Set problem>
In the records below, find the line containing "Put one point on each instance of the stone paved", then extract that line and all subsequent lines exactly, leaving out everything else.

Provided entries>
____

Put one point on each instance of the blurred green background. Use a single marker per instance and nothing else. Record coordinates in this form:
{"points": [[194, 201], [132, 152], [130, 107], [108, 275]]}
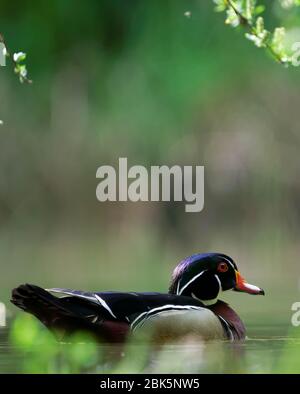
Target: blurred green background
{"points": [[140, 80]]}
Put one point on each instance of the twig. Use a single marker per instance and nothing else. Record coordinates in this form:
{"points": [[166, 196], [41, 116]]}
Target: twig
{"points": [[246, 22], [15, 64]]}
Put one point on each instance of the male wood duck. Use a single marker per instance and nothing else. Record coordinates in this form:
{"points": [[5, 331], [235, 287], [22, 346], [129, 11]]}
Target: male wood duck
{"points": [[192, 305]]}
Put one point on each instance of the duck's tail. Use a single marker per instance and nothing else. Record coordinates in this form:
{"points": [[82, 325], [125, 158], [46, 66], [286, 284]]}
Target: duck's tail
{"points": [[63, 316]]}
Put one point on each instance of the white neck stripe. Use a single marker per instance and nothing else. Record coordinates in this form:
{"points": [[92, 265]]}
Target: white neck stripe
{"points": [[228, 261]]}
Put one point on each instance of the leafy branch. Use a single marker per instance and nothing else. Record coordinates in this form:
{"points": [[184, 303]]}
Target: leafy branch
{"points": [[247, 13], [17, 60]]}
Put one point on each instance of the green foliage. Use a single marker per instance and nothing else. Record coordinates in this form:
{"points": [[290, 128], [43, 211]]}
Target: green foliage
{"points": [[247, 13], [17, 59]]}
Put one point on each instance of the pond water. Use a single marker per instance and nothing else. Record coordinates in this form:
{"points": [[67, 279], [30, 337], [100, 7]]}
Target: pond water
{"points": [[266, 350]]}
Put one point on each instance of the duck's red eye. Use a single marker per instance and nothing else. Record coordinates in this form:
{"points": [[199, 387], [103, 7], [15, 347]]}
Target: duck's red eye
{"points": [[222, 267]]}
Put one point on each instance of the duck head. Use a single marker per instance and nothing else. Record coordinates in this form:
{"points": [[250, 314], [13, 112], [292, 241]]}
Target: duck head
{"points": [[205, 276]]}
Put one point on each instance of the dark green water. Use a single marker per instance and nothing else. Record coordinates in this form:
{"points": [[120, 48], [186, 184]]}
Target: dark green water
{"points": [[268, 349]]}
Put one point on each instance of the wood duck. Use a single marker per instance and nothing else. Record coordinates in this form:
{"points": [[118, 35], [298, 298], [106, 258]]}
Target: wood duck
{"points": [[192, 305]]}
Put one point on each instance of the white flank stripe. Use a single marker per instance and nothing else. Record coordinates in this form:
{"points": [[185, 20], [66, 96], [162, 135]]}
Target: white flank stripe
{"points": [[191, 281], [227, 325], [161, 309], [104, 304]]}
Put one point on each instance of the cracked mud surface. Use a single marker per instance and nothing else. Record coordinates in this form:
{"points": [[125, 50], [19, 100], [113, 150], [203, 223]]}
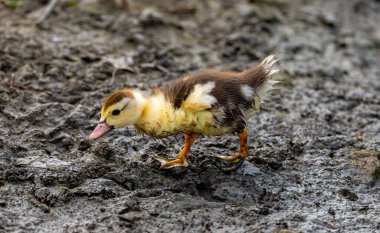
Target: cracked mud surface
{"points": [[314, 163]]}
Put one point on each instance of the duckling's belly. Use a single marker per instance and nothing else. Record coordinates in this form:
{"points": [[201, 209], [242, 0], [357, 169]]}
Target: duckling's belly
{"points": [[202, 123]]}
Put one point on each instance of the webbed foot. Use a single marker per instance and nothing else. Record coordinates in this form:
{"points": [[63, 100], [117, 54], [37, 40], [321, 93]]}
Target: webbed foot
{"points": [[171, 163]]}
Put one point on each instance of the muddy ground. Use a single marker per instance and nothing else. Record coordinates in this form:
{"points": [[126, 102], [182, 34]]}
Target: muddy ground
{"points": [[314, 164]]}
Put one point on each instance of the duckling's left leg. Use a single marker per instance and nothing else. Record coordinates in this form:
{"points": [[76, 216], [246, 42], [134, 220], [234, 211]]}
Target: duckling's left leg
{"points": [[235, 161], [181, 160]]}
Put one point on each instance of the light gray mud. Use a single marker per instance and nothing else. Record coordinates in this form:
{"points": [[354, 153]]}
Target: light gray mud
{"points": [[308, 170]]}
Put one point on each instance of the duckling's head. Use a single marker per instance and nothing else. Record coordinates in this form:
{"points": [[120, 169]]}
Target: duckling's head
{"points": [[121, 108]]}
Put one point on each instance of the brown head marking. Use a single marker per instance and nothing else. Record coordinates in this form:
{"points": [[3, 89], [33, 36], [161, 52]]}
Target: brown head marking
{"points": [[116, 97]]}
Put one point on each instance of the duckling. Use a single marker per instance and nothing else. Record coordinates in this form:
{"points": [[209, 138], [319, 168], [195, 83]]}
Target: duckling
{"points": [[210, 103]]}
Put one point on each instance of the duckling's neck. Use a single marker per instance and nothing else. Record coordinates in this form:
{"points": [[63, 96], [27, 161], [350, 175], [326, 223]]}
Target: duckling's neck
{"points": [[158, 118]]}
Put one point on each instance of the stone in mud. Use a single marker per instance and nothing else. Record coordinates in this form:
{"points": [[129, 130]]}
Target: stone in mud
{"points": [[103, 150], [349, 194]]}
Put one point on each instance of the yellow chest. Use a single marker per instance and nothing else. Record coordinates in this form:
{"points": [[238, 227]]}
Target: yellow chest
{"points": [[160, 120]]}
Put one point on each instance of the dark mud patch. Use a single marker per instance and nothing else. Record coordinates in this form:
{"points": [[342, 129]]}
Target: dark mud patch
{"points": [[314, 164]]}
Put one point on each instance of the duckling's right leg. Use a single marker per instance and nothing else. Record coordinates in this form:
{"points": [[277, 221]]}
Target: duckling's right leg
{"points": [[181, 160]]}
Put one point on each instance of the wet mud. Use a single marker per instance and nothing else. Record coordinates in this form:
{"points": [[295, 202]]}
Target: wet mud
{"points": [[314, 147]]}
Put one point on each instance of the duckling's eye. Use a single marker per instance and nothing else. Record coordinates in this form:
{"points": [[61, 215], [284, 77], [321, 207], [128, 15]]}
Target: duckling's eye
{"points": [[115, 112]]}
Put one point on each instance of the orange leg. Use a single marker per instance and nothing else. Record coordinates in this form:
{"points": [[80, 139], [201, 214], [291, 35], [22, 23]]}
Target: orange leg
{"points": [[236, 160], [181, 160]]}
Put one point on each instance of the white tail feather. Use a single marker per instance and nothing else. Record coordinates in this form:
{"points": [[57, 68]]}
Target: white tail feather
{"points": [[263, 90]]}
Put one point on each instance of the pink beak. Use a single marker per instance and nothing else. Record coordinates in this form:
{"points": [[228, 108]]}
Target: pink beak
{"points": [[101, 129]]}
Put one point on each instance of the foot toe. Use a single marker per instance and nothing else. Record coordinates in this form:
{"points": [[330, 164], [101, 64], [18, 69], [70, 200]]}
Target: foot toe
{"points": [[228, 166], [171, 163]]}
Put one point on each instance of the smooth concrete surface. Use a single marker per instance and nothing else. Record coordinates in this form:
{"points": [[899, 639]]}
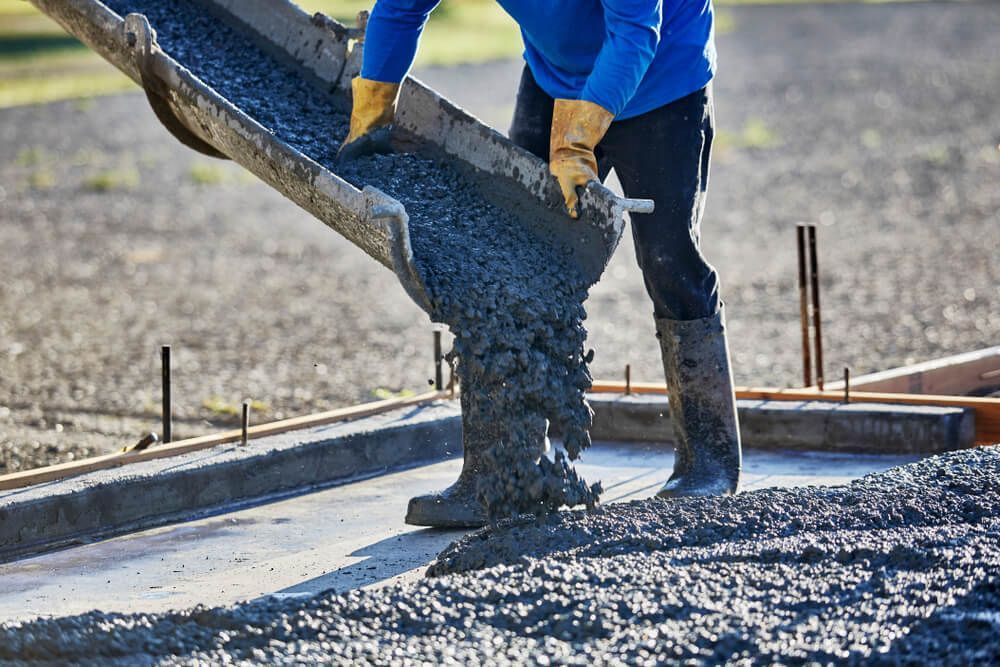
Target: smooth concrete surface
{"points": [[151, 493], [807, 425], [345, 537]]}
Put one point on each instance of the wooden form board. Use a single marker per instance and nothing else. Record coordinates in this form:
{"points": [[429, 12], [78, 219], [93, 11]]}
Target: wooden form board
{"points": [[948, 376], [987, 409], [25, 478]]}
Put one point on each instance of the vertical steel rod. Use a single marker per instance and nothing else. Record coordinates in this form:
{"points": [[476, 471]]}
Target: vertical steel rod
{"points": [[817, 327], [800, 237], [167, 411], [438, 359], [245, 422]]}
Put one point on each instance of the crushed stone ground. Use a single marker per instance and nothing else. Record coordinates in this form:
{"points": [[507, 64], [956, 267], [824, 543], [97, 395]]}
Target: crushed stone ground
{"points": [[900, 567]]}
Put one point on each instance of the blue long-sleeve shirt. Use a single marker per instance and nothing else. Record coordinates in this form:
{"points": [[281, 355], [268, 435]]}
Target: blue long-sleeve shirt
{"points": [[629, 56]]}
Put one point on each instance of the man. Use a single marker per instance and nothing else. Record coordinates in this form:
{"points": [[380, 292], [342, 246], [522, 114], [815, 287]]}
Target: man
{"points": [[621, 84]]}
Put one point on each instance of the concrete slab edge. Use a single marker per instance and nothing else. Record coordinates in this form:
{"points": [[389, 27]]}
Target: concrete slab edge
{"points": [[111, 502], [801, 425]]}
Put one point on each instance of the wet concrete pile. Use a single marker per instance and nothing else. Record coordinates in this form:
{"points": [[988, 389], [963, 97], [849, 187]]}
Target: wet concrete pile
{"points": [[513, 301], [899, 567]]}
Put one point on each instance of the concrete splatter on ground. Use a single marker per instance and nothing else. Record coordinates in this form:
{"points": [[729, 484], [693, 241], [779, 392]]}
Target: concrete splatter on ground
{"points": [[898, 567], [513, 301]]}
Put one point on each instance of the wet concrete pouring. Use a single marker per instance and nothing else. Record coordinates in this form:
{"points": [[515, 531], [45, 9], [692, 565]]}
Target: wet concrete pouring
{"points": [[900, 566], [513, 301]]}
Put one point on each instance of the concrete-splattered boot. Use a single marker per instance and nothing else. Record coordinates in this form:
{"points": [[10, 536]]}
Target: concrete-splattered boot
{"points": [[458, 506], [702, 407]]}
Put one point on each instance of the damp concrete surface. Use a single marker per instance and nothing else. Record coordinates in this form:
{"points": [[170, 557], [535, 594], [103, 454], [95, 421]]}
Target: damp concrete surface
{"points": [[899, 567], [513, 301]]}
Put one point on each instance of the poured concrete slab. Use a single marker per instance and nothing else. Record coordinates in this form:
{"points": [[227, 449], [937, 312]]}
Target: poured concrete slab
{"points": [[806, 425], [346, 537], [140, 495]]}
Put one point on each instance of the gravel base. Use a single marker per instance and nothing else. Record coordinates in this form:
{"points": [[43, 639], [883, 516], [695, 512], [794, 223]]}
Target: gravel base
{"points": [[883, 127], [512, 300], [898, 567]]}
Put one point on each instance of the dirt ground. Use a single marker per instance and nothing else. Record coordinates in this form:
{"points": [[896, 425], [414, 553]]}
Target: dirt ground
{"points": [[880, 123]]}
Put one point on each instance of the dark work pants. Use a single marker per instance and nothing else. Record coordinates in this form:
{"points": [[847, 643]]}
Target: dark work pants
{"points": [[661, 155]]}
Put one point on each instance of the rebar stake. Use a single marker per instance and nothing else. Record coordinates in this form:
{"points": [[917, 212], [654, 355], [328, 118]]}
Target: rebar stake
{"points": [[245, 421], [438, 359], [800, 237], [817, 326], [167, 409]]}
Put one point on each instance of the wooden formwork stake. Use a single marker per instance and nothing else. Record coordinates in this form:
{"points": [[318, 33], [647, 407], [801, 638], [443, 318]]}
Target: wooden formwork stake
{"points": [[51, 473], [245, 423], [800, 237], [438, 362], [167, 407]]}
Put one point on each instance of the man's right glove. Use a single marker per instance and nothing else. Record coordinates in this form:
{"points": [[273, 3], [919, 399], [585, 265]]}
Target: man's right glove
{"points": [[577, 127], [372, 112]]}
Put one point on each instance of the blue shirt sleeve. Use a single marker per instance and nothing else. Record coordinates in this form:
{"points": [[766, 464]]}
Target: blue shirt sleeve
{"points": [[633, 33], [394, 28]]}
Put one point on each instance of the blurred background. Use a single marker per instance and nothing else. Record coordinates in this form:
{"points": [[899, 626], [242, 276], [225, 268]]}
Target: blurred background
{"points": [[878, 122]]}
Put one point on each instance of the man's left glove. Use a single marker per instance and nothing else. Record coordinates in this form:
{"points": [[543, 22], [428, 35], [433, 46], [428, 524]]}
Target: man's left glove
{"points": [[577, 127], [372, 113]]}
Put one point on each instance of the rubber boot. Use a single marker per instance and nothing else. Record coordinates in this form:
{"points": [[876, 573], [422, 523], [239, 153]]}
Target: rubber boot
{"points": [[702, 407], [457, 506]]}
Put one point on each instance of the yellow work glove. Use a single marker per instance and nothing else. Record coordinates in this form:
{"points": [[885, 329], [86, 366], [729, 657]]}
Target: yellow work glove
{"points": [[577, 127], [371, 114]]}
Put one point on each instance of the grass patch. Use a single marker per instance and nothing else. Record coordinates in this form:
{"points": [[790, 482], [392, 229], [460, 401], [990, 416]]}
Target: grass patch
{"points": [[108, 180], [41, 179], [382, 393], [458, 31]]}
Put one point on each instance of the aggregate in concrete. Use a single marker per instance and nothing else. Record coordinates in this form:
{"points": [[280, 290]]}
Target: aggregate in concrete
{"points": [[513, 300], [806, 425], [349, 536], [898, 567]]}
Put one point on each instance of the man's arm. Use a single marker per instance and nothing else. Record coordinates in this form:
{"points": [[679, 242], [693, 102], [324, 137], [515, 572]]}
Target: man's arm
{"points": [[633, 33], [390, 45], [394, 29]]}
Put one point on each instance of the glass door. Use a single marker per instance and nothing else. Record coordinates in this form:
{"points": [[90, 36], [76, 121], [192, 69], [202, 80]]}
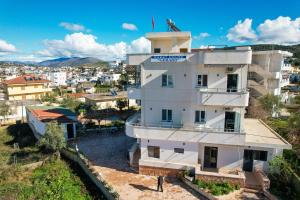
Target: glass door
{"points": [[210, 157], [229, 122], [232, 82]]}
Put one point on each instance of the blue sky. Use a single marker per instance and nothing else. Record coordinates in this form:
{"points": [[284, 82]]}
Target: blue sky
{"points": [[33, 29]]}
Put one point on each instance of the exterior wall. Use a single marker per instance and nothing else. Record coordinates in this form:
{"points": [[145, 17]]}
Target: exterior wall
{"points": [[231, 157], [183, 98], [167, 154]]}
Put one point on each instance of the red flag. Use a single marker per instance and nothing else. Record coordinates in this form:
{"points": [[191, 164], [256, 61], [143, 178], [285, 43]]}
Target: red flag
{"points": [[153, 23]]}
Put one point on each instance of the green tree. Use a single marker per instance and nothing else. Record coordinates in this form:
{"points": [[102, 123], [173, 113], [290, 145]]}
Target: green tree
{"points": [[4, 110], [53, 139], [121, 103], [71, 103], [270, 103]]}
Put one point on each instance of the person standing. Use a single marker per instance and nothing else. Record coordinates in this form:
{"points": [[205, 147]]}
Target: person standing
{"points": [[160, 181]]}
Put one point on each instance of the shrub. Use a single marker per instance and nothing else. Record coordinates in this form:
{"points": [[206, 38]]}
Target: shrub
{"points": [[217, 189]]}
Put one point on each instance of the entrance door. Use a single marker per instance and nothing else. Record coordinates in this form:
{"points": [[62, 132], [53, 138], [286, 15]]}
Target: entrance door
{"points": [[248, 160], [229, 121], [70, 130], [210, 157], [232, 82]]}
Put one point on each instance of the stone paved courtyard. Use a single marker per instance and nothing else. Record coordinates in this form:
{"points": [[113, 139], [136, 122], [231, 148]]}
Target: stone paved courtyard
{"points": [[108, 153]]}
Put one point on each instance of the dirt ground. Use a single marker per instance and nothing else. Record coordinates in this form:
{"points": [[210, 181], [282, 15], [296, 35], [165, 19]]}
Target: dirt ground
{"points": [[108, 152]]}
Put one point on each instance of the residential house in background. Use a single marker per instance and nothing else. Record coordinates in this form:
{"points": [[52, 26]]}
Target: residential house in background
{"points": [[58, 78], [39, 116], [26, 87], [192, 111], [269, 72]]}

____

Reply>
Put one point on each instance of the stone paved courtyard. Use a single marker per instance and nothing else. Record coordinates in this form:
{"points": [[113, 139], [136, 122], [231, 148]]}
Target: stone paved courtyard
{"points": [[108, 153]]}
Put one point on each instance of the dirt ground. Use a single marker per instance and nothing else. Record coordinates in this form:
{"points": [[210, 181], [282, 15], [296, 35], [165, 19]]}
Target: dirt ground
{"points": [[108, 152]]}
Put one point on each instance of the residential house in background. Use a single marker per instance and nothing else. Record coordinates in this form:
{"points": [[52, 26]]}
Target: residential house in background
{"points": [[58, 78], [39, 116], [26, 87], [192, 111], [269, 72]]}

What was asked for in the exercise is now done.